Instruction | Show each line in the rows below that contains the word "outline".

Materials provided |
▬▬▬▬▬▬

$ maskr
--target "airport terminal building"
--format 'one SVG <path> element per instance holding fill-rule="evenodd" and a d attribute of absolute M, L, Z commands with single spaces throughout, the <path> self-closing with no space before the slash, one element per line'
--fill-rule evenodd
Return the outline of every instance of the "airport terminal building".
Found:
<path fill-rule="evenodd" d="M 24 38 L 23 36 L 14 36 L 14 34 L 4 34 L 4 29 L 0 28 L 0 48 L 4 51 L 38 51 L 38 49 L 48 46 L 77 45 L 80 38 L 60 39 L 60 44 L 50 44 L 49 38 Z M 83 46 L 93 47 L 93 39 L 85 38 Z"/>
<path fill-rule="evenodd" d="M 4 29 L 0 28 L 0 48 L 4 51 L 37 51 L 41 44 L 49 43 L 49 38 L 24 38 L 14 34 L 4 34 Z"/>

▬▬▬▬▬▬

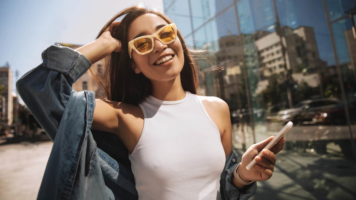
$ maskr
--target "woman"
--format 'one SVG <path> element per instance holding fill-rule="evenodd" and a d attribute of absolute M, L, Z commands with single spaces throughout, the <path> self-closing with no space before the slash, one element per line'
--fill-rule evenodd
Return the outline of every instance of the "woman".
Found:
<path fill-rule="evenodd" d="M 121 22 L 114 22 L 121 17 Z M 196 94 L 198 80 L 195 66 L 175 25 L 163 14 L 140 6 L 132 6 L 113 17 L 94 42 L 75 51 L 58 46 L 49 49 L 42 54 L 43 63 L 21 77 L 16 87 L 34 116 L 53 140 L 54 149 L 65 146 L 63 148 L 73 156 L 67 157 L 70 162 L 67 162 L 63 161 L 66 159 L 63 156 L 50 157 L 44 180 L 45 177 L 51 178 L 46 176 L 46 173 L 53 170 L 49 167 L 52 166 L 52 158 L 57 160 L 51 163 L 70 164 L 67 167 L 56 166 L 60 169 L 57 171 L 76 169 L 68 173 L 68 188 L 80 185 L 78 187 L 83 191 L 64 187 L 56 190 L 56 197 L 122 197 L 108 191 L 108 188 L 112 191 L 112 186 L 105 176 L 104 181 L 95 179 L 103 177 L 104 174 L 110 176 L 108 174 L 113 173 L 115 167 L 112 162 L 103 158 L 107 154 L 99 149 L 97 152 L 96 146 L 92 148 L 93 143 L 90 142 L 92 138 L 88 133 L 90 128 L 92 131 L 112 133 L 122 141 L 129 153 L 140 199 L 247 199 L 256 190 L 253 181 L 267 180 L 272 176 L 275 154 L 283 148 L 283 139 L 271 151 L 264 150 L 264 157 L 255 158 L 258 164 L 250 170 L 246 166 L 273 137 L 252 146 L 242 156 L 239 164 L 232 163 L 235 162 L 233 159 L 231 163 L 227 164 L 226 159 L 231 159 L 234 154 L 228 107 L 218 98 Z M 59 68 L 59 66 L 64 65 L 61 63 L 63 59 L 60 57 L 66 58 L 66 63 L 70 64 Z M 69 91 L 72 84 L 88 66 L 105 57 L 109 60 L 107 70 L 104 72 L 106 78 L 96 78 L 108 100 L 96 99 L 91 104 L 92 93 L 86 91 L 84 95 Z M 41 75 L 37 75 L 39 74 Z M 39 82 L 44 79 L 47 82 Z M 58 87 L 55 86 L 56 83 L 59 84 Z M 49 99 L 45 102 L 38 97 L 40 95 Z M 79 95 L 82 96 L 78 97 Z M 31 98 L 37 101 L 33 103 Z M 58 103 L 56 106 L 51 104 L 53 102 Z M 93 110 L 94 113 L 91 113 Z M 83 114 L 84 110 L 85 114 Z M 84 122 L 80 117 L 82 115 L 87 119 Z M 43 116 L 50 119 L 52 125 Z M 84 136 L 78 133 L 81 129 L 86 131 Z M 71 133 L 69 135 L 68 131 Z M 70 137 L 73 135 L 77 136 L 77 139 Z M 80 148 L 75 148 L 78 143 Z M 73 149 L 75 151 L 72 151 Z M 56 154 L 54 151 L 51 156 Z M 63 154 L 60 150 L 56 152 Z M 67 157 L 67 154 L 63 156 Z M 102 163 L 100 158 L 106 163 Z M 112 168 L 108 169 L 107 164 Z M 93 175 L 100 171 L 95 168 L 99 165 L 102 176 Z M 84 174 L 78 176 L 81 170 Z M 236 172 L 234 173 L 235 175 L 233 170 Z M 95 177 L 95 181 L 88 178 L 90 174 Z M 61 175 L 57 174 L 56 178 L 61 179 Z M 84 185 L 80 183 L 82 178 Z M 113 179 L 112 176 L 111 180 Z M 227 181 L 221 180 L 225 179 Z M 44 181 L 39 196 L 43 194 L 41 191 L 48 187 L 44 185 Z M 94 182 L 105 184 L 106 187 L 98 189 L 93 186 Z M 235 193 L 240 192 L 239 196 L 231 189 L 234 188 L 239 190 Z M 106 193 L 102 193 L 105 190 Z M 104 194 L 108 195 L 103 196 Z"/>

▬▬▬▬▬▬

Worked answer |
Return the outline of every instance of the "airport terminal building".
Return the outline of every instance of the "woman".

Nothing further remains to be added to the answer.